Records shown:
************

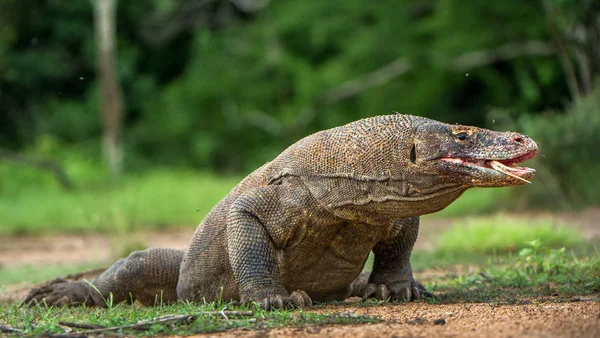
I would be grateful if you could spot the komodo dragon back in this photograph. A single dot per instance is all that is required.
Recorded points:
(300, 228)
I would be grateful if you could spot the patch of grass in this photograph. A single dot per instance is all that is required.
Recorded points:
(40, 320)
(37, 274)
(537, 271)
(500, 235)
(154, 200)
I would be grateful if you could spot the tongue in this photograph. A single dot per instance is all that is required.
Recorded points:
(507, 170)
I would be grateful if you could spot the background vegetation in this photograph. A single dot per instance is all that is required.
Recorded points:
(212, 89)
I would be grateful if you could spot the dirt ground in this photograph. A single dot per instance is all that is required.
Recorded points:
(579, 317)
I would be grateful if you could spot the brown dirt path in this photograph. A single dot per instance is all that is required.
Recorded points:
(549, 319)
(82, 249)
(573, 319)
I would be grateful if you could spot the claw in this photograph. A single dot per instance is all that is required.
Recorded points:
(369, 291)
(382, 292)
(416, 293)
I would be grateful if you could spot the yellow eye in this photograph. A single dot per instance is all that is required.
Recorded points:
(462, 136)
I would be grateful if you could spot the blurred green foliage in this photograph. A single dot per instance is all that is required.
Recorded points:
(223, 90)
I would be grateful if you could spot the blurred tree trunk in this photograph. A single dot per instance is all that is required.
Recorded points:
(575, 30)
(111, 96)
(42, 164)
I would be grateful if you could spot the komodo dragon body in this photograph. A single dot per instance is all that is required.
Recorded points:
(300, 228)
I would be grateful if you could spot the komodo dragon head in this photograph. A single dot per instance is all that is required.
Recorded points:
(484, 158)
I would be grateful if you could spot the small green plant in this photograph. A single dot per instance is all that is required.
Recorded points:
(500, 234)
(537, 271)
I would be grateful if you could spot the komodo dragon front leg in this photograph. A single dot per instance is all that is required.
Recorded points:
(259, 223)
(149, 276)
(392, 276)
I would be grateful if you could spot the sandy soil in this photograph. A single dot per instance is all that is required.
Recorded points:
(81, 249)
(573, 319)
(576, 318)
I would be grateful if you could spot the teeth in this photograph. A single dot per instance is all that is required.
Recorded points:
(506, 170)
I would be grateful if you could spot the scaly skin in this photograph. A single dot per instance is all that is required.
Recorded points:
(299, 229)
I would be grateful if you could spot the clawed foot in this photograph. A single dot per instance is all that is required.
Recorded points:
(396, 291)
(59, 292)
(297, 299)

************

Your task:
State the number of lines in the records that contain the string "blurred", and nothing more.

Output of the exercise:
2